■ Required task ■
Reproduce the records that follow line for line, without altering anything, and omit the pictures from your output.

■ Input material ■
• • • •
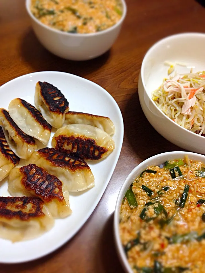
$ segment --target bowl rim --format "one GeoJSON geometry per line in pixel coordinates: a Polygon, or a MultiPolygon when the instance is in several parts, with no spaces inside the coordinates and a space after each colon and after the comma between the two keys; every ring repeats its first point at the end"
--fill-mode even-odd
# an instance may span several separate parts
{"type": "MultiPolygon", "coordinates": [[[[191,158],[192,156],[199,156],[202,158],[203,158],[204,161],[205,162],[205,156],[198,154],[197,153],[194,153],[192,152],[187,152],[186,151],[174,151],[172,152],[167,152],[165,153],[162,153],[153,156],[149,157],[145,160],[144,160],[136,166],[130,172],[127,177],[124,181],[118,196],[117,201],[116,201],[115,210],[114,213],[114,221],[113,221],[113,229],[114,233],[114,239],[115,241],[115,247],[118,257],[121,262],[121,264],[123,265],[124,269],[128,273],[133,273],[133,271],[128,262],[125,253],[122,247],[122,245],[121,242],[121,241],[120,236],[119,229],[119,223],[120,214],[119,213],[119,206],[122,200],[122,197],[121,196],[122,193],[124,191],[125,188],[128,187],[127,184],[128,182],[129,181],[130,184],[132,182],[130,179],[134,174],[136,172],[136,171],[138,168],[144,165],[145,165],[149,163],[149,165],[151,166],[152,164],[152,162],[159,158],[163,157],[164,156],[174,155],[175,154],[181,154],[185,156],[188,155],[191,158]]],[[[177,156],[176,157],[177,159],[177,156]]]]}
{"type": "MultiPolygon", "coordinates": [[[[145,65],[145,64],[147,62],[147,59],[148,58],[149,55],[151,53],[152,51],[156,48],[156,47],[158,47],[161,44],[163,43],[166,42],[167,40],[171,40],[173,39],[177,38],[183,38],[184,37],[185,37],[186,36],[195,36],[198,37],[201,36],[201,37],[203,37],[205,39],[205,34],[204,33],[200,32],[182,32],[177,33],[177,34],[174,34],[173,35],[170,35],[169,36],[167,36],[167,37],[165,37],[164,38],[163,38],[162,39],[161,39],[160,40],[159,40],[157,42],[156,42],[151,47],[149,47],[149,49],[147,51],[145,55],[144,56],[144,58],[143,58],[143,61],[142,61],[142,63],[140,71],[142,82],[142,84],[143,85],[144,89],[147,94],[149,99],[150,101],[151,102],[151,103],[154,106],[156,109],[157,109],[158,111],[160,112],[160,113],[162,114],[164,117],[165,117],[169,121],[171,121],[171,122],[172,122],[175,125],[178,126],[179,128],[181,129],[182,129],[184,130],[184,131],[186,132],[187,133],[190,134],[192,134],[193,136],[194,135],[197,137],[200,137],[202,139],[205,139],[205,136],[201,136],[200,135],[198,135],[195,133],[194,133],[191,131],[190,131],[188,129],[186,129],[184,127],[183,127],[182,126],[181,126],[180,125],[179,125],[175,121],[174,121],[171,119],[170,119],[170,118],[169,117],[167,117],[167,116],[166,115],[165,115],[165,114],[163,113],[163,112],[162,112],[161,110],[158,107],[157,107],[152,100],[149,97],[149,94],[147,90],[146,86],[145,83],[145,81],[144,77],[144,67],[145,65]]],[[[153,90],[153,92],[154,91],[154,90],[153,90]]]]}
{"type": "Polygon", "coordinates": [[[122,4],[123,12],[121,18],[118,22],[116,24],[113,25],[113,26],[112,26],[110,28],[106,28],[106,29],[102,30],[101,31],[93,32],[91,33],[71,33],[66,32],[65,31],[61,31],[58,29],[56,29],[55,28],[52,28],[48,26],[46,26],[46,25],[43,24],[39,20],[38,20],[37,18],[36,18],[34,15],[33,15],[30,9],[31,0],[26,0],[25,5],[26,8],[27,12],[31,19],[32,19],[36,23],[37,23],[38,24],[44,27],[48,30],[50,30],[51,31],[53,32],[56,34],[61,34],[65,36],[67,36],[69,37],[81,37],[82,38],[85,38],[86,37],[92,37],[94,36],[97,36],[104,34],[110,32],[114,30],[115,28],[117,28],[118,26],[122,23],[126,16],[127,14],[127,5],[126,5],[125,0],[120,0],[120,1],[122,4]]]}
• • • •
■ Answer for this exercise ■
$ segment --target bowl rim --format "one GeoJSON geometry per line in pixel coordinates: a Polygon, or a MultiPolygon when the instance is in several parts, with no spaces inside the coordinates and a space after each colon and after the comma between the two keys; every ring repeats its first point at the end"
--fill-mode even-odd
# an instance may span several separate parts
{"type": "MultiPolygon", "coordinates": [[[[191,158],[192,156],[199,156],[202,158],[203,158],[204,161],[205,162],[205,156],[198,154],[197,153],[194,153],[192,152],[187,152],[186,151],[174,151],[172,152],[167,152],[165,153],[162,153],[153,156],[149,157],[145,160],[144,160],[136,166],[130,172],[127,177],[124,181],[118,196],[117,201],[116,201],[115,210],[114,213],[114,221],[113,221],[113,229],[114,233],[114,239],[115,241],[115,247],[118,257],[121,262],[121,264],[123,265],[124,269],[128,273],[133,273],[133,271],[128,262],[125,253],[122,247],[122,245],[121,242],[121,241],[120,236],[119,229],[119,223],[120,214],[119,213],[119,206],[122,200],[122,197],[121,196],[122,193],[124,191],[125,188],[128,187],[127,184],[128,182],[129,181],[130,184],[132,182],[130,179],[134,174],[136,172],[136,171],[138,168],[144,165],[145,165],[149,163],[149,165],[151,166],[152,164],[152,162],[159,158],[163,157],[164,156],[174,155],[175,154],[181,154],[185,156],[188,155],[191,158]]],[[[177,156],[176,157],[177,159],[177,156]]]]}
{"type": "MultiPolygon", "coordinates": [[[[145,65],[145,64],[147,62],[147,59],[148,58],[149,55],[151,53],[152,51],[156,48],[156,47],[158,47],[161,44],[163,43],[166,42],[167,40],[171,40],[173,39],[177,38],[183,38],[184,37],[185,37],[186,36],[195,36],[198,37],[201,36],[201,37],[203,37],[205,39],[205,34],[204,33],[200,32],[182,32],[177,33],[177,34],[174,34],[173,35],[170,35],[169,36],[167,36],[167,37],[165,37],[164,38],[163,38],[162,39],[161,39],[160,40],[159,40],[157,42],[156,42],[151,47],[149,47],[149,49],[147,51],[145,55],[144,56],[144,58],[143,58],[143,61],[142,61],[142,63],[140,71],[142,82],[142,84],[143,85],[144,89],[147,94],[149,99],[150,101],[151,102],[151,103],[154,106],[156,109],[157,109],[158,111],[160,112],[160,113],[162,114],[164,117],[165,117],[169,121],[171,121],[171,122],[172,122],[175,125],[178,126],[179,128],[181,129],[182,129],[184,130],[184,131],[186,132],[187,133],[190,134],[192,134],[193,136],[194,135],[197,137],[200,137],[202,139],[205,139],[205,136],[201,136],[200,135],[198,135],[195,133],[194,133],[191,131],[190,131],[188,129],[186,129],[184,127],[183,127],[182,126],[181,126],[180,125],[179,125],[175,121],[174,121],[171,119],[170,119],[170,118],[169,117],[167,117],[167,116],[166,115],[165,115],[165,114],[163,113],[163,112],[162,112],[161,110],[158,107],[157,107],[152,100],[149,97],[149,94],[147,90],[146,86],[145,83],[145,81],[144,77],[144,67],[145,65]]],[[[153,90],[153,92],[154,91],[154,90],[153,90]]]]}
{"type": "Polygon", "coordinates": [[[122,4],[123,12],[121,18],[118,22],[116,24],[113,25],[113,26],[112,26],[110,28],[106,28],[106,29],[102,30],[101,31],[93,32],[91,33],[71,33],[66,32],[65,31],[61,31],[58,29],[56,29],[55,28],[52,28],[48,26],[46,26],[46,25],[43,24],[39,20],[38,20],[37,18],[36,18],[34,15],[33,15],[30,9],[31,0],[26,0],[25,5],[26,8],[27,12],[31,19],[32,19],[36,23],[37,23],[38,24],[44,27],[48,30],[50,30],[51,31],[53,32],[56,34],[61,34],[65,36],[67,36],[69,37],[81,37],[82,38],[85,38],[86,37],[92,37],[94,36],[97,36],[104,34],[110,32],[114,30],[115,28],[117,28],[118,26],[122,23],[126,16],[127,14],[127,5],[126,5],[125,0],[120,0],[120,1],[122,4]]]}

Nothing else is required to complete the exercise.